» DATASET EXTRACT:
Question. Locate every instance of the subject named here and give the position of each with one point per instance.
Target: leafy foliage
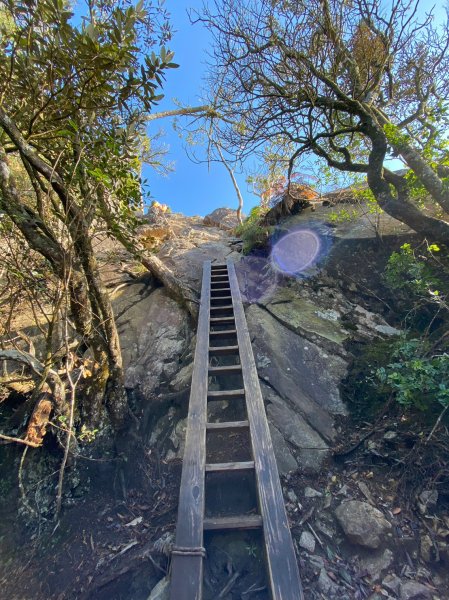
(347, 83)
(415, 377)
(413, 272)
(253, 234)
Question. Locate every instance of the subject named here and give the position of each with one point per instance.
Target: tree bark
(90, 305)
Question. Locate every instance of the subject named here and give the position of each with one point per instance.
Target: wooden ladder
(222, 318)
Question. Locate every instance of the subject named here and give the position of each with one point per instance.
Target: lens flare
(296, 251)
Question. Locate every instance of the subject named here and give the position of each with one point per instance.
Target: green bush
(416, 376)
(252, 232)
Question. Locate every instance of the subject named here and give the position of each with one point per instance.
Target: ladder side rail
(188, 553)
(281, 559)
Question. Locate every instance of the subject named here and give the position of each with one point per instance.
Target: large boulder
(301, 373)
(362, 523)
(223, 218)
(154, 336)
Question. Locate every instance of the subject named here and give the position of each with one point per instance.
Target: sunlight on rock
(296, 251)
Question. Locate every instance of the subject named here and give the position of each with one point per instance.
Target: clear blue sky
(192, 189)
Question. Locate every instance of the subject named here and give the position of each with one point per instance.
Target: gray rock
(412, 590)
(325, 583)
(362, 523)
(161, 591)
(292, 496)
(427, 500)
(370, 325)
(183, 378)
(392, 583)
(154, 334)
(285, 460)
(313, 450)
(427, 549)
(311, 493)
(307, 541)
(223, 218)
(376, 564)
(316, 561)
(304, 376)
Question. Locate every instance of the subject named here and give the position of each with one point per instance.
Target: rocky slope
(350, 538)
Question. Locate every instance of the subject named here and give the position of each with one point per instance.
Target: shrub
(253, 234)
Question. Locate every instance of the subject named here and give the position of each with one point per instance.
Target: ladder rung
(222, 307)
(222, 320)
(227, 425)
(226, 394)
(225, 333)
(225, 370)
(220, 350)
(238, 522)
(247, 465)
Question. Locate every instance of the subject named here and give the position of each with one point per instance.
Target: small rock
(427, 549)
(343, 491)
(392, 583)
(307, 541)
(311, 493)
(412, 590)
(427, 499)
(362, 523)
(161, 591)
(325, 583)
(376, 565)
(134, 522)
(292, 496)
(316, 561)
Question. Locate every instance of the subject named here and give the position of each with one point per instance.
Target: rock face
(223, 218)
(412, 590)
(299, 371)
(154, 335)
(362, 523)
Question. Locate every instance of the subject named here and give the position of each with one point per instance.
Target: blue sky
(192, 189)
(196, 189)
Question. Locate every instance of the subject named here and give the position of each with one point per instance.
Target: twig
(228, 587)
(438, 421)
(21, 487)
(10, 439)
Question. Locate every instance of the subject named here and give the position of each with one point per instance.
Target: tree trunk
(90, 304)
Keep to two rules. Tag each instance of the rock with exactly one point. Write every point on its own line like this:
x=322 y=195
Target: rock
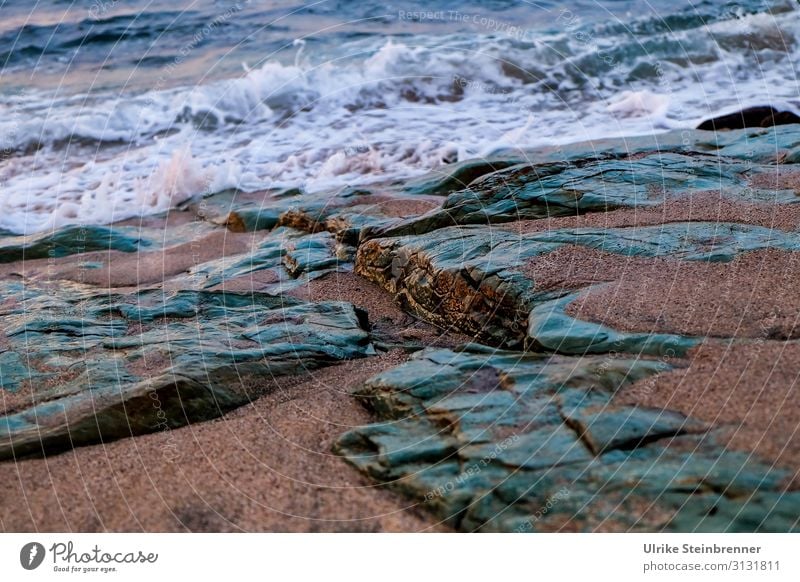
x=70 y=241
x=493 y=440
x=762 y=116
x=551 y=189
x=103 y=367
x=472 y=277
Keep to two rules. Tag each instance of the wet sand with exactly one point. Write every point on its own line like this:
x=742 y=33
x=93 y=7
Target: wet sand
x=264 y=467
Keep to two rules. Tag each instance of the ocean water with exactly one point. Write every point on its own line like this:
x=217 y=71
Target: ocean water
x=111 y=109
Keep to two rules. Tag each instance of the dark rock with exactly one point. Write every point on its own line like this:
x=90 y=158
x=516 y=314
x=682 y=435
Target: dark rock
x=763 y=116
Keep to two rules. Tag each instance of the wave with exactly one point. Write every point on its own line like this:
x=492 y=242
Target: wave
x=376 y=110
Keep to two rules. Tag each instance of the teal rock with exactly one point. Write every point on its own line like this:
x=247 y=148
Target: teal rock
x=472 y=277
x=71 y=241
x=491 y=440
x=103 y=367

» EXERCISE DESCRIPTION: Every line above is to be duplicated exactly; no picture should be carried over.

» YOUR SOLUTION:
Question. Locate every instance of the subject named here and give the position of each with one point per instance.
Target: leafy foliage
(347, 83)
(415, 377)
(413, 272)
(253, 234)
Question. Locate every instance of the subject named here and give the position of each with one point per instance.
Target: tree bark
(90, 305)
Question. Locate every instance of the subject named here and give the position of each with one point per instance.
Target: wooden ladder
(222, 318)
Question. Locate every instance of the subject named here and give the position of each with one point per instance.
Target: lens flare
(296, 251)
Question. Locate every instance of the subject named here and give the position of each with one point per instance.
Target: green bush
(416, 376)
(252, 232)
Question. Locate every instance of the subject named here and give the position of each with one point per instance.
Target: ladder side rail
(188, 553)
(281, 559)
Question. Locate every instance of the subject named here and give the position of each with one point per instance.
Target: large boulder
(301, 373)
(362, 523)
(223, 218)
(154, 336)
Question. Locate every instance of the subject named here and give the position of each with one point per instance.
Target: sunlight on rock
(296, 251)
Question. Locate every instance of the subject named here and give the position of each with one point per instance.
Target: clear blue sky
(192, 189)
Question. Locate every instance of the subject named here and give the position of each with one point per instance.
Target: gray rock
(412, 590)
(325, 583)
(362, 523)
(161, 591)
(292, 496)
(427, 500)
(370, 325)
(183, 378)
(392, 583)
(154, 334)
(285, 460)
(313, 450)
(427, 549)
(311, 493)
(307, 541)
(223, 218)
(376, 564)
(316, 561)
(304, 376)
Question. Locate every instance of the subject named here and give the position of each with one point per instance.
Target: rocky slope
(350, 538)
Question. Locate every instance of the subject named here and give the position of each with one point per instance.
Target: shrub
(253, 234)
Question. Locate every instance of the subject named here and give the position of each with one point per instance.
Target: ladder rung
(222, 307)
(222, 320)
(227, 425)
(226, 394)
(225, 333)
(225, 370)
(220, 350)
(238, 522)
(247, 465)
Question. Locate every instance of the subject named here and give the position of each with one point per instance.
Target: small rock
(427, 549)
(343, 491)
(392, 583)
(307, 541)
(311, 493)
(412, 590)
(427, 499)
(362, 523)
(161, 591)
(325, 583)
(376, 565)
(134, 522)
(292, 496)
(316, 561)
Question. Locate every instance of the subject named here and give the position of each with one point per instance.
Target: rock face
(223, 218)
(412, 590)
(299, 371)
(154, 335)
(362, 523)
Question. Locate every instance of the subject named here and give the position of each with one point per instance.
Target: blue sky
(192, 189)
(196, 189)
Question. Locate every instance of the subject named here and give the position of each with one point per instance.
Target: twig
(228, 587)
(438, 421)
(21, 487)
(10, 439)
Question. Locate every instance of the subject named here and give the position of each with one point per instance.
Target: tree trunk
(90, 304)
Keep to two rules. Tag each instance of the rock with exactly one point. Write every point on its own line like this:
x=322 y=195
Target: rock
x=70 y=241
x=493 y=440
x=762 y=116
x=551 y=189
x=103 y=367
x=472 y=277
Keep to two rules. Tag each instance of the wet sand with exactly one point. Write every point on its own line like this:
x=742 y=33
x=93 y=7
Target: wet sand
x=264 y=467
Keep to two rules. Tag each instance of the ocean water with exactly one point. Write every point on its own line like this:
x=217 y=71
Target: ocean water
x=111 y=109
Keep to two rules. Tag each instance of the dark rock with exactly one point. Write every point on its own line like this:
x=90 y=158
x=516 y=314
x=682 y=435
Target: dark rock
x=763 y=116
Keep to two rules. Tag each instance of the wave with exactly one point. Write every point on its own line like this:
x=492 y=242
Target: wave
x=376 y=110
Keep to two rules. Tag each instance of the teal rock with exactly one point. Write every point on its own line like this:
x=247 y=148
Target: teal rock
x=472 y=277
x=71 y=241
x=491 y=440
x=103 y=367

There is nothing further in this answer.